» **DIRECTIVE 1**:
Copy out the segmaskr listing below line for line, from the sky outline through the haze over hills outline, without the picture.

12 Strategic Interview Questions to Ask Job Candidates

Nearly 75% of employers admit they’ve hired the wrong person for a job. The best way to avoid this mistake is a strong, consistent interview process. By asking strategic interview questions, you are more likely to hire the right person for the job. 

But how do you determine which strategic interview questions to ask candidates? After all, the best interview questions depend on the job opening, the company, the industry, and even the hiring manager.

For example, a hiring manager looking for a candidate to fill an entry-level creative position will have a different approach to an interview than a hiring manager looking for a candidate to fill a senior-executive financial position. 

No matter the case, hiring managers want to ask the best questions to get the best answers, which will help them determine whether the candidate is qualified for the position they have open. 

It can be intimidating preparing for an interview, and there are so many things that go into knowing the best questions to ask.

» **DATASET**:
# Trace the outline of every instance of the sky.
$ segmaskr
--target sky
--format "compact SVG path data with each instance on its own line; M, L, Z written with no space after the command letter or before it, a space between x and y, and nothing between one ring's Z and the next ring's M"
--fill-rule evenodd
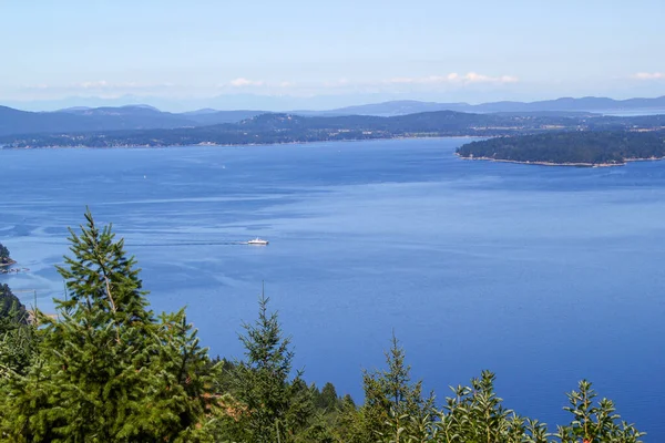
M659 96L664 20L663 0L0 0L0 104Z

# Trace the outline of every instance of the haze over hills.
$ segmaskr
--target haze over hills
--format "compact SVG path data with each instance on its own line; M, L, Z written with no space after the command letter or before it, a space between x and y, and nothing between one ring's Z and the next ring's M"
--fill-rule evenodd
M393 101L330 111L291 111L304 116L372 115L398 116L423 112L454 111L464 113L503 113L507 115L571 116L606 112L635 114L665 113L665 96L656 99L612 100L604 97L557 99L541 102L494 102L472 105L468 103L436 103ZM126 106L76 106L54 112L28 112L0 106L0 136L12 134L73 133L131 130L168 130L237 123L259 114L262 110L216 111L202 109L185 113L171 113L145 104Z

» **DIRECTIVE 2**:
According to the article on interview questions, what share of employers admit to hiring the wrong person for a job?

» **WORKED SOLUTION 1**:
# Trace the outline of every instance of the sky.
$ segmaskr
--target sky
--format "compact SVG path data with each instance on its own line; M, L, Z written with no space after the command letter or before it, a space between x and y, and nothing between one ring's Z and the next ring's M"
--fill-rule evenodd
M659 96L664 20L663 0L0 0L0 104Z

# Trace the outline of every instance of the haze over hills.
$ segmaskr
--target haze over hills
--format "compact SVG path data with each instance on its own line; M, L, Z written with no space after the command letter or before it, a space between x and y, and nothing between one ring's Z and the next ring's M"
--fill-rule evenodd
M393 101L330 111L291 111L304 116L372 115L398 116L423 112L454 111L464 113L503 113L507 115L571 116L606 112L635 114L665 113L665 96L656 99L612 100L604 97L557 99L541 102L494 102L472 105L468 103L436 103ZM126 106L76 106L54 112L28 112L0 106L0 136L12 134L73 133L131 130L168 130L237 123L259 114L262 110L216 111L202 109L185 113L171 113L145 104Z

» **WORKED SOLUTION 2**:
Nearly 75%.